TAREFA A:
Segundo o texto sobre o Facada Fest, o que os organizadores temeram depois da repercussão do tuíte de Carlos Bolsonaro, e por quê? Responda em uma a três frases.
TAREFA B:
Reescreva de forma mais curta o parágrafo do texto sobre o Facada Fest que começa com "O MPF paulista encaminhou", mantendo os fatos principais.
TAREFA C:
Continue o texto sobre o Facada Fest a partir da última frase dele.

TEXTO DA PÁGINA:
= = = =
Há dois anos, o Facada Fest, festival paraense de rock, vem travando uma longa disputa na justiça pela preservação do direito a manifestação e contra os ataques do governo Bolsonaro à cultura. O festival virou alvo da polícia através de uma representação criminal ao Ministério Público Federal de São Paulo, apresentada pelo presidente do Instituto Conservador, Edson Salomão. A ação pedia a investigação dos organizadores do Facada Fest e apontava uma relação dos cartazes e postagens do evento com o atentado sofrido por Bolsonaro em setembro de 2018.

O MPF paulista encaminhou a representação para seus pares no Pará, que, por sua vez, levaram o assunto à Procuradoria-Geral da República para que esta consultasse o Ministério da Justiça. Como a vítima do suposto crime é o presidente da República, é a pasta que precisa solicitar a abertura do inquérito. Depois que Moro solicitou a abertura do inquérito, a Polícia Federal interrogou os organizadores do evento e iniciou uma investigação.

O despacho de Moro foi o apogeu de uma série de embates entre o coletivo paraense e a militância bolsonarista. Em junho de 2019, Carlos Bolsonaro protestou contra a imagem em sua conta no Twitter. “Tá valendo tudo nesse país da putaria da esquerda. Está na hora de agir antes que seja tarde, porque eles já mostraram ao que vieram e não têm mais vergonha alguma de esconder isso”, escreveu ele.

Carlos fez a publicação depois que Éder Mauro, do PSD, deputado federal e ex-delegado de polícia do Pará, compartilhou os cartazes na rede social. A edição de 2019 do festival não aconteceu. Diante da repercussão do tuíte de Carlos, os organizadores temeram que o encontro pudesse gerar confusão com apoiadores do presidente, já que, como de costume, aconteceria em lugar público. Remarcado para um bar fechado, a terceira edição do Facada Fest não aconteceu de novo. “Meia hora antes de começar, chegou a polícia. Foram conversar com os donos do estabelecimento e constataram que um dos alvarás estava vencido”, disse à Folha de S.Paulo a baterista Josy Lobato. O novo cancelamento abrupto levou a uma comoção tanto entre parlamentares e movimentos sociais da cidade que passaram a apoiar o Facada. A terceira edição do evento, enfim, foi realizada dois meses depois da data original.
= = = =
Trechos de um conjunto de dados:
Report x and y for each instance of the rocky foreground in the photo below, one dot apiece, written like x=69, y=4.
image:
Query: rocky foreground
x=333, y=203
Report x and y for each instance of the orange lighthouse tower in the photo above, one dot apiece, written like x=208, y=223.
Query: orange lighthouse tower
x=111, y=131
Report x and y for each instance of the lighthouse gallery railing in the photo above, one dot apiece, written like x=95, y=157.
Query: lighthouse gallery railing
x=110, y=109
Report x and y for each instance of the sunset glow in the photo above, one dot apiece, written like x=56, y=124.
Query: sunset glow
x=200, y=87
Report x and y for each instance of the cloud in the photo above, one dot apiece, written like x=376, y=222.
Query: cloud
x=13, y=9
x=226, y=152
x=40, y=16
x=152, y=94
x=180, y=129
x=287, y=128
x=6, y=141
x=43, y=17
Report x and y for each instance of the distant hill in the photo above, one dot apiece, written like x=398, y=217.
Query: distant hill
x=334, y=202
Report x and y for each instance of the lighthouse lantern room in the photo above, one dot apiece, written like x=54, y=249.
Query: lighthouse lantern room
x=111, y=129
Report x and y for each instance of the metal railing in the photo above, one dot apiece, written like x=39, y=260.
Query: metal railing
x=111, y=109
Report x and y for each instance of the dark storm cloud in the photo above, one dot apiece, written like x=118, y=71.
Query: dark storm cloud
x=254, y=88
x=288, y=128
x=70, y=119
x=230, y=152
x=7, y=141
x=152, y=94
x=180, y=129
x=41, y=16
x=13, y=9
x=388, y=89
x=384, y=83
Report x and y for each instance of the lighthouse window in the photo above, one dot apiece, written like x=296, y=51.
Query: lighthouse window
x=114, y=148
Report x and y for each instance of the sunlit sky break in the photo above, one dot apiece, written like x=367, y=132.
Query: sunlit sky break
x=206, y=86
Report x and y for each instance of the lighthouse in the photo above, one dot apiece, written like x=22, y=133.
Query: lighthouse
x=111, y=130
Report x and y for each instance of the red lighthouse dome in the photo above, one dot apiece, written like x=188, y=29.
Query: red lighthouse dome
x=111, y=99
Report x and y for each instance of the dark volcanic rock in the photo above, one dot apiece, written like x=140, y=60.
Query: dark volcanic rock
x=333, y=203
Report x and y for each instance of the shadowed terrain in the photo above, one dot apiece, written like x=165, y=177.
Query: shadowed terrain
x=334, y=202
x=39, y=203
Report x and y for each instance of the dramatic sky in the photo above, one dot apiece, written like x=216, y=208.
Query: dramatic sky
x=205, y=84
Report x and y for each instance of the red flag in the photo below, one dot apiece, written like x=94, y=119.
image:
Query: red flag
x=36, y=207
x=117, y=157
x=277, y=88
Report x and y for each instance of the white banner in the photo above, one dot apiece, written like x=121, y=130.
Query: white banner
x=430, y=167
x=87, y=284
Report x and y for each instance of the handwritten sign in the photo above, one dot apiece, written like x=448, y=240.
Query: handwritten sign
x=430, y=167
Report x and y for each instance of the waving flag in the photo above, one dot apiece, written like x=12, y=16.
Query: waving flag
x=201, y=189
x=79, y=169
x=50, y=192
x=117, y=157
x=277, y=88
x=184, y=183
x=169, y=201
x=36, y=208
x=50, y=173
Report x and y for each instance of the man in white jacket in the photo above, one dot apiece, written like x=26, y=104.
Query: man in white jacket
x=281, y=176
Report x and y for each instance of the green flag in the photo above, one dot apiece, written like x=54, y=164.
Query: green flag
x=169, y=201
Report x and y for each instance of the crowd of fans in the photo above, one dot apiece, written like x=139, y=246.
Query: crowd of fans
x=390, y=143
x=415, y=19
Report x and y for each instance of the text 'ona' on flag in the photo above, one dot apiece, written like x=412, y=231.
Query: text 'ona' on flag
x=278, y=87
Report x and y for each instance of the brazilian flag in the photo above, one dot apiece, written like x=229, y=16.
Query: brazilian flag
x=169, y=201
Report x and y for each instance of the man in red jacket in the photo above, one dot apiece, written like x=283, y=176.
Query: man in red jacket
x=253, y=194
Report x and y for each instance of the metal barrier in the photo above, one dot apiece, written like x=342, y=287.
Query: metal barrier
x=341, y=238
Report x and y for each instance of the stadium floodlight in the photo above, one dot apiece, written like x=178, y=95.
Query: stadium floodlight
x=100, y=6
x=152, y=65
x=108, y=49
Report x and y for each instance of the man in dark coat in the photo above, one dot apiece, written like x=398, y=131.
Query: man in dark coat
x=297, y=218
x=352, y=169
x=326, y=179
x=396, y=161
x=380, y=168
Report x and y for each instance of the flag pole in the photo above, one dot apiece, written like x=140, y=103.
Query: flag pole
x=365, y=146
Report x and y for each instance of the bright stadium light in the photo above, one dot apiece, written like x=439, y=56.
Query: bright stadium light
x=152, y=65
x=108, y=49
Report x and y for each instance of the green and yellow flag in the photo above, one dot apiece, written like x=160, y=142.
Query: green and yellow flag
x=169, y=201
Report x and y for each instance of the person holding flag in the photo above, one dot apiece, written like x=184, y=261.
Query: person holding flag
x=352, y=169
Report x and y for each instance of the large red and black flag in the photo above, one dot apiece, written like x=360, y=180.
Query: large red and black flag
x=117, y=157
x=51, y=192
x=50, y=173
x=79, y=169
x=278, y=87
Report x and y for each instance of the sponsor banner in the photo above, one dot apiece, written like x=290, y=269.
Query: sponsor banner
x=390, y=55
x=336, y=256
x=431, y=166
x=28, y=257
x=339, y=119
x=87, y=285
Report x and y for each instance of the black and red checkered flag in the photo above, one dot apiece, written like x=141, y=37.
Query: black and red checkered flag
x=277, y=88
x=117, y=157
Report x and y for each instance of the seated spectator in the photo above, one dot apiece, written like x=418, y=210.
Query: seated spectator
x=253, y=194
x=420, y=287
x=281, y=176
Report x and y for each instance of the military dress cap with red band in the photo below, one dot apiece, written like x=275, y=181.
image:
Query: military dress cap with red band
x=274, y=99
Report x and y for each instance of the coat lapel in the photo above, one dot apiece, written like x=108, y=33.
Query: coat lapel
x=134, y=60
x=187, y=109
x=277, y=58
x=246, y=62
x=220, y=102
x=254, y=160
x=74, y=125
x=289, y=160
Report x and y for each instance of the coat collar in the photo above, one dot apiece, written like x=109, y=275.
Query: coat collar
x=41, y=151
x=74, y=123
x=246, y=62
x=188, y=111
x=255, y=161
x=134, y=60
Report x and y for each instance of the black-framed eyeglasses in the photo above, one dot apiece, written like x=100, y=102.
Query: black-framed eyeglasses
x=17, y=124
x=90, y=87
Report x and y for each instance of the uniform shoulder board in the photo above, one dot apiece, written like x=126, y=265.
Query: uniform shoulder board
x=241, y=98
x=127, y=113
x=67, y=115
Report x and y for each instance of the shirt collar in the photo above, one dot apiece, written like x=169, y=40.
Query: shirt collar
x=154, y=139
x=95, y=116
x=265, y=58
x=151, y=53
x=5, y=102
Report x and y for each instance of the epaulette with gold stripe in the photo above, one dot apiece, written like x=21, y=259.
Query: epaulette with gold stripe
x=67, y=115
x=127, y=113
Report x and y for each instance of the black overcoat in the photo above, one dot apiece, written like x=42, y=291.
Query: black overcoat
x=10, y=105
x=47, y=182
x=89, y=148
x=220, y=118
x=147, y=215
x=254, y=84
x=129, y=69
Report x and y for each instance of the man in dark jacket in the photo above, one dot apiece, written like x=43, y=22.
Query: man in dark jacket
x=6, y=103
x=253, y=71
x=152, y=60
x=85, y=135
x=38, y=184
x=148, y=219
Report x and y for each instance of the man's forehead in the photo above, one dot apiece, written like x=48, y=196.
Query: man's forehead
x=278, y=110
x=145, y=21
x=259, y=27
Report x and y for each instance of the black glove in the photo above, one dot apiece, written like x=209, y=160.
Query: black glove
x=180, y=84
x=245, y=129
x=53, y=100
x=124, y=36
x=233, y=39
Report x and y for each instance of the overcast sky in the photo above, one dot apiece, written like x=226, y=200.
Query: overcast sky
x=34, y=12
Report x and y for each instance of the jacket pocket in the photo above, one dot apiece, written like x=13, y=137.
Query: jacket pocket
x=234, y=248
= = = =
RESPOSTA A:
Os organizadores temeram que o encontro gerasse confusão com apoiadores do presidente. O motivo era que o festival, como de costume, aconteceria em lugar público.

RESPOSTA B:
O MPF de São Paulo mandou a representação ao MPF do Pará, que levou o caso à Procuradoria-Geral da República para consultar o Ministério da Justiça. Como a suposta vítima é o presidente, cabe a essa pasta pedir o inquérito. Depois do pedido de Moro, a Polícia Federal interrogou os organizadores e começou uma investigação.

RESPOSTA C:
O processo tem como objeto dois cartazes usados para divulgação do festival. Num deles, divulgado para a edição de 2019, Bolsonaro é representado pelo palhaço Bozo, que é empalado por um lápis. Em outro, o presidente, que ganhou o bigode de Hitler, aparece vomitando fezes sobre uma floresta. Veste uma cueca com a bandeira americana e tem uma arma na mão. A denúncia foi entregue à Justiça em 15 de setembro de 2020 e a defesa dos artistas entrou com um habeas corpus pedindo que a investigação fosse paralisada e que o processo não fosse aceito pela Justiça.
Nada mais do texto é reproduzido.